Problem statement.
Your task is to show every line in the listing below that includes "mountain".

Records for the task.
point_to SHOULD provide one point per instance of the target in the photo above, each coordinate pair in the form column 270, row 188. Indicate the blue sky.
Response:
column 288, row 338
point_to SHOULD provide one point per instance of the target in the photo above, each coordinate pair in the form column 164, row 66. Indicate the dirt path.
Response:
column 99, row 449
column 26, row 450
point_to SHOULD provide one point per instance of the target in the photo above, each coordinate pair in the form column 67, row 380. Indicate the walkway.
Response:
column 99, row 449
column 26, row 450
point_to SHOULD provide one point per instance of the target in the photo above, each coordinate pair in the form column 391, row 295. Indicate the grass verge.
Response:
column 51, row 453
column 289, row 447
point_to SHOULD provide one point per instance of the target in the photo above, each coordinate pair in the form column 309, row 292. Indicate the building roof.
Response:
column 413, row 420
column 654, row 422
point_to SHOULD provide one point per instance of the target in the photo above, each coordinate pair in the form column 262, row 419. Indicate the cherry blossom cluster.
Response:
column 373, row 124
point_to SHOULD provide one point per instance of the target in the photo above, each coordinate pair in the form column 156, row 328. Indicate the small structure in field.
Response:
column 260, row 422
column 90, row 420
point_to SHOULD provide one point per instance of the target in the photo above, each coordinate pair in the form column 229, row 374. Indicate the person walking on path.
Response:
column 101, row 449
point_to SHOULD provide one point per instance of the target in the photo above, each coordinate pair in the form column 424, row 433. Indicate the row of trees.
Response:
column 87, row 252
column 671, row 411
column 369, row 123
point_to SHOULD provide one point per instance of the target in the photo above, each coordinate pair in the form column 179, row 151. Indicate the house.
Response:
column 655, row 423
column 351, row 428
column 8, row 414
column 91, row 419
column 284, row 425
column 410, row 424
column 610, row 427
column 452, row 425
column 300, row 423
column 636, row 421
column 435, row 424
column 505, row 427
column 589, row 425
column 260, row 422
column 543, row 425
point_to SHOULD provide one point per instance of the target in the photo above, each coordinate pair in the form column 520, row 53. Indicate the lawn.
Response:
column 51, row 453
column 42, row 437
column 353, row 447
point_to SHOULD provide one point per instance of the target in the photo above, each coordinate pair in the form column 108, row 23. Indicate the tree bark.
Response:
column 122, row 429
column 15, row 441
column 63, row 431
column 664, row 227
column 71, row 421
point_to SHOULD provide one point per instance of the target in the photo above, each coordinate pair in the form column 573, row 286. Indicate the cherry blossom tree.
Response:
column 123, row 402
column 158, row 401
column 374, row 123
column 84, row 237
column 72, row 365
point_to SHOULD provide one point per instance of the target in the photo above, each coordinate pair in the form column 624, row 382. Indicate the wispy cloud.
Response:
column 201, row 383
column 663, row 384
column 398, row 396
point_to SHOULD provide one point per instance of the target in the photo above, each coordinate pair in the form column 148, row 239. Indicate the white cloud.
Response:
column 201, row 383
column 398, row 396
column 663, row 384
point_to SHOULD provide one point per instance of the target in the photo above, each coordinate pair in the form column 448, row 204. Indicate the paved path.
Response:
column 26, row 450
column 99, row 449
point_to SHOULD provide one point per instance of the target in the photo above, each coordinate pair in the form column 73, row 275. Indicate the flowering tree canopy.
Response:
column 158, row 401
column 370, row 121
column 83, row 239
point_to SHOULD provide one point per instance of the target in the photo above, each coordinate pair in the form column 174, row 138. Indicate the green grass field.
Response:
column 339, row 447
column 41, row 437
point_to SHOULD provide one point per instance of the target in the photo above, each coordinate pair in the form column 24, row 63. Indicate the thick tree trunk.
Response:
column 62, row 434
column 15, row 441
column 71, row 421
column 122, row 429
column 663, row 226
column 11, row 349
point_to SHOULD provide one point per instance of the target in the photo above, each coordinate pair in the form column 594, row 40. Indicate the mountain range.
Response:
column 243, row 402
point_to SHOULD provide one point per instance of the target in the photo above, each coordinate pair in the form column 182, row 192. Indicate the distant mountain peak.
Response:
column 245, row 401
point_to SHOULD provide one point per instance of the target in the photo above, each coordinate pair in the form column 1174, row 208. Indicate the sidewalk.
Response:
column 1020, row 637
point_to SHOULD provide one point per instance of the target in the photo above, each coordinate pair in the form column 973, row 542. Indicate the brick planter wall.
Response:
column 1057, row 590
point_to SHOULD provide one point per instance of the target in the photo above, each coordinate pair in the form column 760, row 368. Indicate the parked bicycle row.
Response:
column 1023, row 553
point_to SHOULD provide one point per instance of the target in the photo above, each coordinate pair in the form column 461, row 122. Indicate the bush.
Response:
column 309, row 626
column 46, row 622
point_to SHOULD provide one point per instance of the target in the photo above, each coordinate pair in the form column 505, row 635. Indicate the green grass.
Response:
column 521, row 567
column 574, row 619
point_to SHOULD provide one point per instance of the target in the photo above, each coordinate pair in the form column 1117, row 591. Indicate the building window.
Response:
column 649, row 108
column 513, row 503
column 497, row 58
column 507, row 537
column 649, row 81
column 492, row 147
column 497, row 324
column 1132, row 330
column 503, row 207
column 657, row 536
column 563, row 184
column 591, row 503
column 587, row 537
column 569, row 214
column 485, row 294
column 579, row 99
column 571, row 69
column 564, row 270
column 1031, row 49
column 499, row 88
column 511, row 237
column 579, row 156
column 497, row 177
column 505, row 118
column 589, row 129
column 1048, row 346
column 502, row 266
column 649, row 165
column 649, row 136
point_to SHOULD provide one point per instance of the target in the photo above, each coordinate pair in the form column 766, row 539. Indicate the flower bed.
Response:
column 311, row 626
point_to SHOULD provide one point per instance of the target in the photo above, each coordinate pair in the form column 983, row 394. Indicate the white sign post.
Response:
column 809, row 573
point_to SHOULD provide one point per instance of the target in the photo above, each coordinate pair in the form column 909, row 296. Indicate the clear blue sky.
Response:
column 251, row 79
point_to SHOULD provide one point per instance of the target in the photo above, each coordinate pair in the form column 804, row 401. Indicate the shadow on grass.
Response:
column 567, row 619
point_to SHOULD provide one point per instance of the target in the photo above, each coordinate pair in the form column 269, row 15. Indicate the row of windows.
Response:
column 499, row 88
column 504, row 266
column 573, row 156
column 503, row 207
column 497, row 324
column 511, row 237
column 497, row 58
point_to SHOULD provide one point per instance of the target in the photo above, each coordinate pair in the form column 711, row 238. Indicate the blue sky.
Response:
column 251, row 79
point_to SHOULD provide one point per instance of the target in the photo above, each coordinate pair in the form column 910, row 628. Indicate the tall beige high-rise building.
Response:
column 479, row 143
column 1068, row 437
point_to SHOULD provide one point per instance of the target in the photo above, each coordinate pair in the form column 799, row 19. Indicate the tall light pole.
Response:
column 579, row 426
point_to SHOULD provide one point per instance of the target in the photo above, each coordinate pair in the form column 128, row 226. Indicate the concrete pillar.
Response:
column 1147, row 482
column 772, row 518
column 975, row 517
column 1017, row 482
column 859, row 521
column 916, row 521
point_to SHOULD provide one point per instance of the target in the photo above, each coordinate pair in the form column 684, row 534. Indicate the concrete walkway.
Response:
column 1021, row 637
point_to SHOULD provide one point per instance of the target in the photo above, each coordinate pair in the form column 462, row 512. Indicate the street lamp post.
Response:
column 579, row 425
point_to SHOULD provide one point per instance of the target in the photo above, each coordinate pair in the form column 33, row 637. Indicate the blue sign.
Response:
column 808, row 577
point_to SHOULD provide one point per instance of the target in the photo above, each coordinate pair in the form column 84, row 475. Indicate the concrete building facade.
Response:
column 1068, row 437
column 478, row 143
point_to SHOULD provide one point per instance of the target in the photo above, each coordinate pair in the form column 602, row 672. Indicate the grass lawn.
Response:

Solution for this exercise.
point_to SHOULD provide one point per instance of the target in the photo above, each coordinate pair in the form column 594, row 40. Indicate the mountain range.
point_to SHOULD provide one point per instance of the target in the photo above, each coordinate pair in the form column 182, row 192. Indicate the distant mountain peak.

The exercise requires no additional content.